> [WORK TO COMPLETE]
1. In the post about the py.exe default, what file should people who prefer Python 2 create for interactive use?
2. Continue the post about the py.exe default from the point where it ends.

START QUOTED TEXT

[Python-ideas] Make py.exe default to Python 3

Paul Moore p.f.moore at gmail.com
Tue Mar 8 04:24:39 EST 2016


The "py.exe" wrapper on Windows runs the latest Python version
available on the user's PC, but it prefers Python 2 if the user has
both Python 2 and 3 installed. With Python 3.5 being released, is it
not about time that we switched that default to always prefer the
latest version available?

For scripts, users can always specify a shebang line, exactly as on
Unix. For interactive use, people who prefer Python 2 simply have to
create a py.ini file saying

[defaults]
python=2

At the moment, someone using Python 3 exclusively can use "py" to
start the Python interpreter - and with the changes in the Python 3.5
installer, defaulting to a per-user install that's not on PATH, this
is often the most convenient approach. But if that person installs
Python 2 (say, to test some code on that version) py.exe silently
switches to using Python 2. And it does so regardless of whether you
specify "make this the default Python" in the installer.

END QUOTED TEXT
START SOURCE EXCERPT

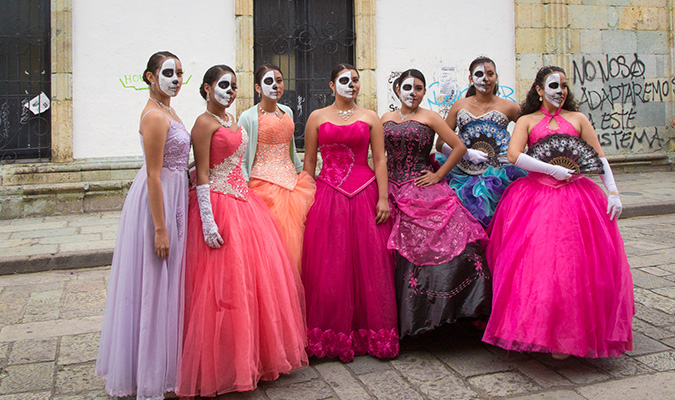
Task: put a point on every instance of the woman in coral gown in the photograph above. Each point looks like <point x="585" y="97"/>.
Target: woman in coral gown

END SOURCE EXCERPT

> [TASK RESPONSES]
1. A py.ini file with python=2 under a [defaults] section.

2.
It seems to me that this behaviour is much more unexpected than the
equivalent of a Python user installing Python 3 (py.exe switches to
Python 3, but that's "obviously" the latest version).

So I suggest that in Python 3.6, we (finally) switch py.exe to run the
latest version of Python on the user's machine *regardless of the
major version*.

This will be a compatibility break, but arguably no more serious than
the fact that if the user installs Python 3.6 and puts it on PATH,
then "python.exe" now points to Python 3.6. To cover people just
installing Python 3.6 for testing, we could check in the installer and
if the user only currently has Python 2 installed, has no py.ini, and
doesn't select "make this my default Python" for Python 3.6, then we
write a py.ini defaulting to Python 2. I don't know if that's worth
the effort, it depends largely on how many people will be affected by
the change.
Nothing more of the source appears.